Problem description - Will you transcribe the listing below verbatim, from the line holding "outline --target=terraced rice" through the last line, both ends included?

__________

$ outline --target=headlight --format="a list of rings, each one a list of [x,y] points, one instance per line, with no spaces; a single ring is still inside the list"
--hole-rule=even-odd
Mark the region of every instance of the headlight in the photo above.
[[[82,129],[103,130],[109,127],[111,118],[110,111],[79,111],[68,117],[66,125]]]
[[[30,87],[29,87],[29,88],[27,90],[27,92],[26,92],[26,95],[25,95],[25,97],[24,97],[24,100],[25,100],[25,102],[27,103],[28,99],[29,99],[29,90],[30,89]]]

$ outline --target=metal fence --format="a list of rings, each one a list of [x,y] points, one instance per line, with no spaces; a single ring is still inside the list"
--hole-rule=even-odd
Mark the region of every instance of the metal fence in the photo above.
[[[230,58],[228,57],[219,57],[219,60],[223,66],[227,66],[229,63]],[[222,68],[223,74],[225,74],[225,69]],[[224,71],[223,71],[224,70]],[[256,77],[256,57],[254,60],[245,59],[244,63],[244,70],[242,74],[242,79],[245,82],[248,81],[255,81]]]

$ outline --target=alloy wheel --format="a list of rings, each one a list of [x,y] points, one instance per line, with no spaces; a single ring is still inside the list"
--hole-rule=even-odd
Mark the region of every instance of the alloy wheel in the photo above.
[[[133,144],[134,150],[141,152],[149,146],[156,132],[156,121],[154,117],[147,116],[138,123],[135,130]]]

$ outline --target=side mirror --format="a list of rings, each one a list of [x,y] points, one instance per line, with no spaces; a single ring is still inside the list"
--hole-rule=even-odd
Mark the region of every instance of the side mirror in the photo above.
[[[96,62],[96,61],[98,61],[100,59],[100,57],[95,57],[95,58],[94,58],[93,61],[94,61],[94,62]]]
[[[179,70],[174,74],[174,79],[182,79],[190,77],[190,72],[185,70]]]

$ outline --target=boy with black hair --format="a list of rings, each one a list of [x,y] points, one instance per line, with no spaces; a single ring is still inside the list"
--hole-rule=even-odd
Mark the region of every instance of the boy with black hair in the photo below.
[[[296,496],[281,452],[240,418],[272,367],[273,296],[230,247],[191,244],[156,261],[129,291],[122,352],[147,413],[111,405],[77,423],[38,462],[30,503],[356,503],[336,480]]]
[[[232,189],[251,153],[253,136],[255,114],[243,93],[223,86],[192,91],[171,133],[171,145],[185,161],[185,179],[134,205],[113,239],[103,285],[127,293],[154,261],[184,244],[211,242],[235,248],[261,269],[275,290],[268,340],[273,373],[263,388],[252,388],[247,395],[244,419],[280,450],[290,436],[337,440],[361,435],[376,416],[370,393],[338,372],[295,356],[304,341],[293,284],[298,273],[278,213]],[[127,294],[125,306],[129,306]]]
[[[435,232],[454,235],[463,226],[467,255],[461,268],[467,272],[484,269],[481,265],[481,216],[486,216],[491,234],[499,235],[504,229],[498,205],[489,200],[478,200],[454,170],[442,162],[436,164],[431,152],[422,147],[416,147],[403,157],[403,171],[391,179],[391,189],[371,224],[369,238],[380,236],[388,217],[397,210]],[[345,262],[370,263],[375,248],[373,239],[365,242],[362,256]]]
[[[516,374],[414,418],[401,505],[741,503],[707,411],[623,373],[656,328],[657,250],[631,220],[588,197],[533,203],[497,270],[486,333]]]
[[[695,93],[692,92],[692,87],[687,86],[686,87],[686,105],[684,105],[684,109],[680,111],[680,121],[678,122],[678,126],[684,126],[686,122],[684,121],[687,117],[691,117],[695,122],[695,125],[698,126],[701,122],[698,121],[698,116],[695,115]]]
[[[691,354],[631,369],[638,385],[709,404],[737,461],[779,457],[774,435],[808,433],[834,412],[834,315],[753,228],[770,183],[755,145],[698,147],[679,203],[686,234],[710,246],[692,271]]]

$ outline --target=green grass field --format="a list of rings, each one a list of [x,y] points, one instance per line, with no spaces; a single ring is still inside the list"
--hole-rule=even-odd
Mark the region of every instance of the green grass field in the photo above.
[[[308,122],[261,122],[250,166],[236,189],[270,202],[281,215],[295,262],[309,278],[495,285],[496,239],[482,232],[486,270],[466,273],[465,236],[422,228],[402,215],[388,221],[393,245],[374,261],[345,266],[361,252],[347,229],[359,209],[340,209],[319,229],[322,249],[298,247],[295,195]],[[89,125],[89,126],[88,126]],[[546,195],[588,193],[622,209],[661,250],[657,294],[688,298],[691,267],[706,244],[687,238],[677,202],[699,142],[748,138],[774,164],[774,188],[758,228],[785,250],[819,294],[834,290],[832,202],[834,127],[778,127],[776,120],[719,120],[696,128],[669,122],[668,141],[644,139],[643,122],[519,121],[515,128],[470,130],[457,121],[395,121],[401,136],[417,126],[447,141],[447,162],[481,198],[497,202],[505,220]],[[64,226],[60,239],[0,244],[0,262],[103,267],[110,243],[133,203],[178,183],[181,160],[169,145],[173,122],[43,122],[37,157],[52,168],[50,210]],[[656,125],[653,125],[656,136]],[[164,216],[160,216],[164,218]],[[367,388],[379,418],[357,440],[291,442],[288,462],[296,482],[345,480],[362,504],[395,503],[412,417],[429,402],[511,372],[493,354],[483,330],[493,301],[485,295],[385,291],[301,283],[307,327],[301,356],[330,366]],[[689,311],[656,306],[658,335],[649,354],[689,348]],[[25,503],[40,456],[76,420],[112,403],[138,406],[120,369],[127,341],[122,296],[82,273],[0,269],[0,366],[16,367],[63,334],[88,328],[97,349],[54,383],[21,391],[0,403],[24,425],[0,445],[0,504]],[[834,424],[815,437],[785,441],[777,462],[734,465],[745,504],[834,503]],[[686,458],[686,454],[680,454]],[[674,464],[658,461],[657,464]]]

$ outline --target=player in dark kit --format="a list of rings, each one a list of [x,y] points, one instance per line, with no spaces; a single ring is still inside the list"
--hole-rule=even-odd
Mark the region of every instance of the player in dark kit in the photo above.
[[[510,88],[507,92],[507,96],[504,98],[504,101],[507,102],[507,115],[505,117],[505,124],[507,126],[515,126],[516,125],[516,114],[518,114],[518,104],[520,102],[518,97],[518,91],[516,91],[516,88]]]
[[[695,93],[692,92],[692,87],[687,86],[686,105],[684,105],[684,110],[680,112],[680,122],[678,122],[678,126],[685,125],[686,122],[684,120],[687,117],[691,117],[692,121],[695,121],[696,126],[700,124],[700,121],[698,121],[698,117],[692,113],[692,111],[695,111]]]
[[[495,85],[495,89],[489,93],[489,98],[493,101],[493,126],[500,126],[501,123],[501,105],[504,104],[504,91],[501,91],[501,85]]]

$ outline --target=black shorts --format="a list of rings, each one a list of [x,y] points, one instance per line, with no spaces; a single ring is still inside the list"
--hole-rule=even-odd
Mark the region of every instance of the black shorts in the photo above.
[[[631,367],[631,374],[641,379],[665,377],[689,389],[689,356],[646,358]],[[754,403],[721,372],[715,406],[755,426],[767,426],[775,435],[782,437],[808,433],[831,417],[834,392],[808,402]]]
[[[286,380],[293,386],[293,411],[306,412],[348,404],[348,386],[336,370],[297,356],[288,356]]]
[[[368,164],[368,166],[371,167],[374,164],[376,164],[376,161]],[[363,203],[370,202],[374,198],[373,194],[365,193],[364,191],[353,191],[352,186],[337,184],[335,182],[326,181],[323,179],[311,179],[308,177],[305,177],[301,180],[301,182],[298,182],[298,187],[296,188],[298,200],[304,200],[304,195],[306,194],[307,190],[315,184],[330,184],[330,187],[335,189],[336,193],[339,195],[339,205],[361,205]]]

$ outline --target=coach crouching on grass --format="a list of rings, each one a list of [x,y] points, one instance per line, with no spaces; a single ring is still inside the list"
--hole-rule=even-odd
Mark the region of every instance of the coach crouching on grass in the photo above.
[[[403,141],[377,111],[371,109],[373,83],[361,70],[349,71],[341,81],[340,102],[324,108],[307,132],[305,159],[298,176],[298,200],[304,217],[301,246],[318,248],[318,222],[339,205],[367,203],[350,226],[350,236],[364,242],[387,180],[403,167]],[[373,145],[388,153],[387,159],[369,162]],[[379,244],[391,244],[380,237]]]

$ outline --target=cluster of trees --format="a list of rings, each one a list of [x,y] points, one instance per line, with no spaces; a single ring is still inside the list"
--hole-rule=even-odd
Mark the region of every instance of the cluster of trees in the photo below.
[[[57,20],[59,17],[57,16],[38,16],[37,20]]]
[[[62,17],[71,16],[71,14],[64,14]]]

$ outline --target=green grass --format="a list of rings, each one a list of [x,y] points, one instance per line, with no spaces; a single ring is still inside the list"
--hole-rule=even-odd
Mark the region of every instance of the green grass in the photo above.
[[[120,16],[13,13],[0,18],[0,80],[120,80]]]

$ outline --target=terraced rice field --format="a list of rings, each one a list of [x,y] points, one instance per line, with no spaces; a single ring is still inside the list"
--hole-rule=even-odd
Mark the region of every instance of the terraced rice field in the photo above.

__________

Written solution -
$ outline --target=terraced rice field --format="a list of rings, each one a list of [x,y] points, one instance per line, with no spaces; a single ring is still inside the list"
--hole-rule=even-odd
Mark the region of every instance of the terraced rice field in the photo above.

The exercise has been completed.